| Enunciado 1 |
Reproduza integralmente o trecho sobre produção e trabalho, sem nenhuma alteração.

| Texto da página |
==================================================

“Devido à total ausência de controle central sobre a produção, produzimos uma imensa quantidade de coisas de que não precisamos. Mantemos ociosa uma parcela considerável da população trabalhadora, que se torna dispensável justamente porque se impõe o sobretrabalho à outra parcela. Quando esse método se revela inadequado, fazemos a guerra: colocamos um monte de gente para fabricar explosivos e outro tanto para explodi-los, tal como crianças que acabaram de descobrir os fogos de artifício. Combinando todos esses mecanismos, somos capazes, ainda que que com alguma dificuldade de manter viva a noção de que uma grande quantidade de trabalho manual é o quinhão inevitável do homem comum.

==================================================

| Listagem fornecida |
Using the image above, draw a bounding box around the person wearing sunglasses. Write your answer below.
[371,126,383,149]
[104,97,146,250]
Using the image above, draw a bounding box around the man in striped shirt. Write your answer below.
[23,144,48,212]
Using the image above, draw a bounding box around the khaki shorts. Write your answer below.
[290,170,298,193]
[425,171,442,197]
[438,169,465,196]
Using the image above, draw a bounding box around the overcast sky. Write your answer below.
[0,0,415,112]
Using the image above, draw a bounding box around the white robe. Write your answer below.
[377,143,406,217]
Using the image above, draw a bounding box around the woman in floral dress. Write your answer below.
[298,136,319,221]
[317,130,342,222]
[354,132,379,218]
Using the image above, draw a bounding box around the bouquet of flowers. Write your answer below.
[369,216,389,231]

==================================================

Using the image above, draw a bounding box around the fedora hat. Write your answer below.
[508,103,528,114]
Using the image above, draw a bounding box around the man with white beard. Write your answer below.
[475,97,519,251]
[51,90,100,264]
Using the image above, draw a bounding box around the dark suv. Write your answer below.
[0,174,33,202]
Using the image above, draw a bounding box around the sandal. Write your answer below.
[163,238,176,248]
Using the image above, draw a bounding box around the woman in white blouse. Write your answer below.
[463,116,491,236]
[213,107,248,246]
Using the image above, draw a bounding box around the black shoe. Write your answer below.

==================================================

| Enunciado 2 |
Reescreva somente as linhas da listagem compreendidas entre a que contém "beard. Write your answer below." e a que contém "Using the image above, draw a bounding box around the black", ambas inclusive, mantendo os pedidos. Aplique às coordenadas das respostas a escala de 0,95, arredondando cada valor para o inteiro mais próximo, com as metades para cima.

| Resultado correto 1 |
“Devido à total ausência de controle central sobre a produção, produzimos uma imensa quantidade de coisas de que não precisamos. Mantemos ociosa uma parcela considerável da população trabalhadora, que se torna dispensável justamente porque se impõe o sobretrabalho à outra parcela. Quando esse método se revela inadequado, fazemos a guerra: colocamos um monte de gente para fabricar explosivos e outro tanto para explodi-los, tal como crianças que acabaram de descobrir os fogos de artifício. Combinando todos esses mecanismos, somos capazes, ainda que que com alguma dificuldade de manter viva a noção de que uma grande quantidade de trabalho manual é o quinhão inevitável do homem comum.

| Resultado correto 2 |
Using the image above, draw a bounding box around the man with white beard. Write your answer below.
[451,92,493,238]
[48,86,95,251]
Using the image above, draw a bounding box around the dark suv. Write your answer below.
[0,165,31,192]
Using the image above, draw a bounding box around the sandal. Write your answer below.
[155,226,167,236]
Using the image above, draw a bounding box around the woman in white blouse. Write your answer below.
[440,110,466,224]
[202,102,236,234]
Using the image above, draw a bounding box around the black shoe. Write your answer below.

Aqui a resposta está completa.